START Record extracts

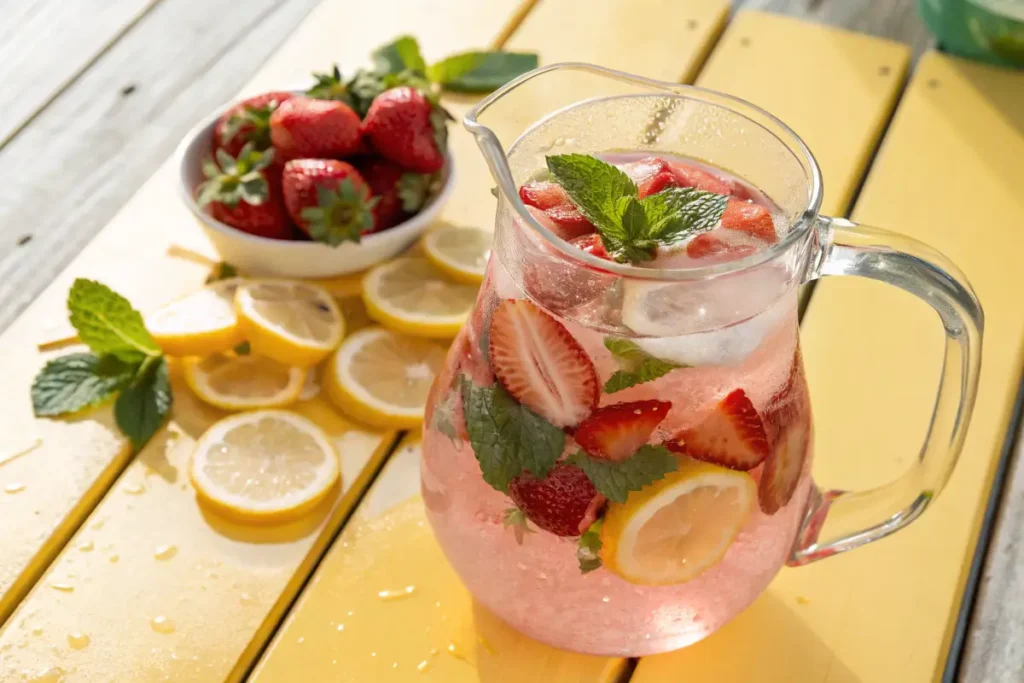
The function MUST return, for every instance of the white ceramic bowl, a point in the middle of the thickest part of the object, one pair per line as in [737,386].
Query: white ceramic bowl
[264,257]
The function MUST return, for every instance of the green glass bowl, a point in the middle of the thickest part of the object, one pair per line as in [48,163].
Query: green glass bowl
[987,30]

END Record extracts
START Record extracts

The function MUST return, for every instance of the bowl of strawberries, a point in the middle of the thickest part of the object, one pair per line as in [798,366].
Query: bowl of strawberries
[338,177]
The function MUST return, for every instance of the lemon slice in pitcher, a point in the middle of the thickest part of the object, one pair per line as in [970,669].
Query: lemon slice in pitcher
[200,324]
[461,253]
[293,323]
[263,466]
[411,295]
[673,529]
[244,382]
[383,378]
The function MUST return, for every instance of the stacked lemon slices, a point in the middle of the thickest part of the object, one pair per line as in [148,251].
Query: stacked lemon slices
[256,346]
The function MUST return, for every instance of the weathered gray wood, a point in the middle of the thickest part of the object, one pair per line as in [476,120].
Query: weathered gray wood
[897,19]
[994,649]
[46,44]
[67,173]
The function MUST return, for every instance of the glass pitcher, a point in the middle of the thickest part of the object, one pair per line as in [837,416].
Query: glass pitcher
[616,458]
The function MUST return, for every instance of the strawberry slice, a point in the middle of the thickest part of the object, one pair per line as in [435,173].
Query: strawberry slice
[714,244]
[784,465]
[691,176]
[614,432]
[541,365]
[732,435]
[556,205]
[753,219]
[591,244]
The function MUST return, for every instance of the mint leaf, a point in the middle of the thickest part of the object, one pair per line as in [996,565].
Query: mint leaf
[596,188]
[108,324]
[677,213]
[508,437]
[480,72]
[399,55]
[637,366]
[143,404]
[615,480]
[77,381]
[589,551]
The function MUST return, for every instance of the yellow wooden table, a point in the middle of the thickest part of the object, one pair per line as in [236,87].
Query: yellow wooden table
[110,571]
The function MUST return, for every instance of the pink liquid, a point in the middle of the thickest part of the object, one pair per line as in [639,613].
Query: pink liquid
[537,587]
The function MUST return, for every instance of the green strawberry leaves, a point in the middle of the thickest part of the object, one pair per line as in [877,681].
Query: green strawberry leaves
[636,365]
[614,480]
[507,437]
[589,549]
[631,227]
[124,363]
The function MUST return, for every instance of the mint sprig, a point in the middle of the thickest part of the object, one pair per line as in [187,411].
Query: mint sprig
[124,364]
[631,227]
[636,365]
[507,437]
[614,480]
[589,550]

END Record extracts
START Record extracts

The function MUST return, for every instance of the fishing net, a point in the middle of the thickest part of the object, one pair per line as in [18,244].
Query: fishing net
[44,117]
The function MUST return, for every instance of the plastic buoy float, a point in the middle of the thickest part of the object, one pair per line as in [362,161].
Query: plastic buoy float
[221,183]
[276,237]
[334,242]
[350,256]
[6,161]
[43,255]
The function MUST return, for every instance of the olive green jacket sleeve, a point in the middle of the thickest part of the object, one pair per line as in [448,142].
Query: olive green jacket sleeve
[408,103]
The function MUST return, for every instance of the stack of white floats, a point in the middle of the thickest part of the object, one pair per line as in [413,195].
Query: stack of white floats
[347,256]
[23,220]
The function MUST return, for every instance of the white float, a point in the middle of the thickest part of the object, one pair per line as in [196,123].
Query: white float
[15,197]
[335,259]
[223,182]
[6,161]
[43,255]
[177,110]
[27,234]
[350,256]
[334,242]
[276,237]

END Record extracts

Required action: A verbatim transcription is needed of the lines above, starting at the line with "The function MUST return, for every instance of the lemon" and ending at the line with "as in [996,565].", both included, and of nothing else.

Response box:
The function MUST return, for every instance of the lemon slice in pitcher, a point in the middle of the thickest part of the object, one pair per line as in [970,669].
Query: lemon slice in pitcher
[200,324]
[461,253]
[293,323]
[263,466]
[411,295]
[673,529]
[244,382]
[383,378]
The function MUST return, for every instance of the stacked lemon slices, a point in the middle of the thickest part of the object, one pair per line as in [148,251].
Query: stacked lemon slices
[256,346]
The function MUST return, for every instance of the weathered gray wood, a point in the middle of the thickest part of the object, one pair per line as in [476,120].
Query: weathered gray wood
[897,19]
[994,649]
[46,44]
[67,173]
The function MUST return, for every instance of the glass pitcher, a point in the middle of the thickest part of the object, one pair per line as in [837,416].
Query: glass pitcher
[616,458]
The function MUST return, for every instance of the strawberry slice, a point in the middle of the thickest part of the object, one pair per line as in [435,173].
Query: strawberry slice
[714,244]
[784,465]
[691,176]
[614,432]
[541,365]
[732,435]
[556,205]
[753,219]
[591,244]
The function MUST return, for every instance of the mint leaf, a point in the middle of the thickest part of the object, one pair per line as in [996,565].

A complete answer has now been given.